EXERCISE PASSAGE: Begin

Indeed, I think you misunderstand the purpose of a
spam-trap. A
spam-trap is an account that receives no legitimate mail--it
must use an
email address that has never been used for any legitimate
purpose, nor
ever been advertised in any way that would invite people to
send
legitimate mail to it. It may not even have been advertised
at all;
thanks to dictionary attacks, spammers doing address probes
will
discover addresses like "asdfghjk example.com"
eventually without any
help, as long as that address appears to accept mail.
The point feature of a spam-trap, though, is that by its
careful design,
everything it receives is by definition
"unsolicited," so there's no
need to do any analysis of the mail--not for viruses, not
spam, not for
banned attachments or bad headers. Everything it receives
is
automatically classified as "confirmed spam," so
no additional resources
are required to deal with it.
Spam-traps are useful mainly as a means of gathering spam
samples for
Bayes training and reporting to collaborative networks like
Razor,
Pyzor, DCC, and SpamCop. Spam samples gathered this way are
generally
considered to be "more provably" spam, given the
design of the spam-trap
address mechanism, so such evidence is more likely to be
accepted with
confidence by DNSBLs and other authorities.

EXERCISE PASSAGE: End
DATASET: Begin

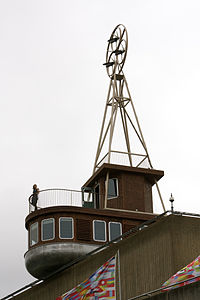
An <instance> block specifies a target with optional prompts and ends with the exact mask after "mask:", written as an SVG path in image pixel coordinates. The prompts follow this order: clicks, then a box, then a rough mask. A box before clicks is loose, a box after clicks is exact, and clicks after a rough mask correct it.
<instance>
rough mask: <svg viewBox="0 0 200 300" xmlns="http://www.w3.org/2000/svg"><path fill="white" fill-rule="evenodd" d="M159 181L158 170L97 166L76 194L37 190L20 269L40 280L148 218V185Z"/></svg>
mask: <svg viewBox="0 0 200 300" xmlns="http://www.w3.org/2000/svg"><path fill="white" fill-rule="evenodd" d="M108 170H109V173H110V178H109V189H108V197H107V199H106V201H107V208H106V209H105V208H104V207H105V182H106V174H107V171H108ZM162 176H163V172H162V171H158V170H150V169H143V168H134V167H127V166H121V165H113V164H103V165H102V166H101V167H100V169H99V170H98V171H97V172H95V173H94V174H93V176H92V177H91V178H90V179H89V180H88V181H87V182H86V183H85V184H84V185H83V187H82V191H73V190H67V189H48V190H43V191H40V192H39V195H38V202H37V209H36V210H35V206H33V205H32V204H31V203H32V197H33V195H32V196H31V197H30V198H29V201H30V204H29V205H30V213H29V215H28V216H27V217H26V221H25V226H26V229H27V230H28V251H27V252H26V253H25V265H26V268H27V270H28V271H29V273H30V274H31V275H32V276H34V277H36V278H39V279H43V278H45V277H46V276H48V275H49V274H50V273H52V272H54V271H55V270H57V269H59V268H60V267H62V266H63V265H64V264H67V263H68V262H70V261H71V260H74V259H76V258H77V257H79V256H81V255H84V254H87V253H89V252H91V251H92V250H94V249H96V248H97V247H99V246H101V245H102V244H104V243H106V242H108V241H112V240H114V239H115V238H117V237H119V236H121V235H122V234H123V233H125V232H126V231H128V230H129V229H130V228H133V227H134V226H137V225H139V224H141V223H143V222H145V221H147V220H149V219H152V218H153V217H154V216H155V215H154V214H153V206H152V186H153V185H154V184H155V180H156V181H158V180H159V179H160V178H161V177H162Z"/></svg>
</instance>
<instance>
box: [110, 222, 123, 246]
mask: <svg viewBox="0 0 200 300" xmlns="http://www.w3.org/2000/svg"><path fill="white" fill-rule="evenodd" d="M111 223H115V224H120V235H122V223H120V222H112V221H110V222H109V223H108V228H109V241H111V237H110V231H111V230H110V224H111ZM120 235H119V236H120Z"/></svg>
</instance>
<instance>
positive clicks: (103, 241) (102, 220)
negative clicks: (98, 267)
mask: <svg viewBox="0 0 200 300" xmlns="http://www.w3.org/2000/svg"><path fill="white" fill-rule="evenodd" d="M96 221H97V222H102V223H104V224H105V227H104V228H105V231H104V232H105V240H97V239H95V226H94V222H96ZM106 235H107V232H106V222H105V221H104V220H93V240H94V241H96V242H106V241H107V236H106Z"/></svg>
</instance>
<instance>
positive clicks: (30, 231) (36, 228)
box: [29, 222, 39, 247]
mask: <svg viewBox="0 0 200 300" xmlns="http://www.w3.org/2000/svg"><path fill="white" fill-rule="evenodd" d="M33 225H37V226H36V229H37V242H36V243H34V244H32V238H31V228H32V227H33ZM38 228H39V226H38V222H35V223H33V224H31V226H30V240H29V244H30V247H32V246H34V245H36V244H37V243H38V242H39V232H38Z"/></svg>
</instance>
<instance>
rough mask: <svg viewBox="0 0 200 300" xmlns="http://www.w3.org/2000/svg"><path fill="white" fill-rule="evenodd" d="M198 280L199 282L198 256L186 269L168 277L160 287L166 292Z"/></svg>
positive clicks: (199, 277)
mask: <svg viewBox="0 0 200 300" xmlns="http://www.w3.org/2000/svg"><path fill="white" fill-rule="evenodd" d="M199 280H200V256H198V257H197V258H196V259H195V260H194V261H193V262H191V263H190V264H189V265H187V266H186V267H184V268H183V269H181V270H180V271H178V272H177V273H176V274H174V275H173V276H172V277H170V278H169V279H168V280H167V281H166V282H165V283H164V284H163V285H162V287H163V290H164V291H167V290H170V289H174V288H177V287H180V286H183V285H187V284H190V283H193V282H196V281H199ZM183 281H184V282H183ZM170 285H173V286H170Z"/></svg>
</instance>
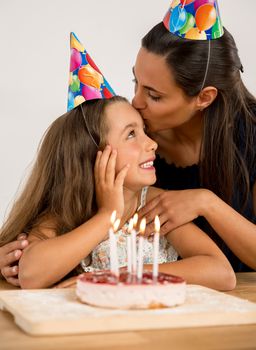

DATASET: End

INSTRUCTIONS TO FOLLOW: Can you reproduce the spam-trap passage word for word, starting at "The point feature" and ending at "deal with it."?

TASK OUTPUT:
The point feature of a spam-trap, though, is that by its
careful design,
everything it receives is by definition
"unsolicited," so there's no
need to do any analysis of the mail--not for viruses, not
spam, not for
banned attachments or bad headers. Everything it receives
is
automatically classified as "confirmed spam," so
no additional resources
are required to deal with it.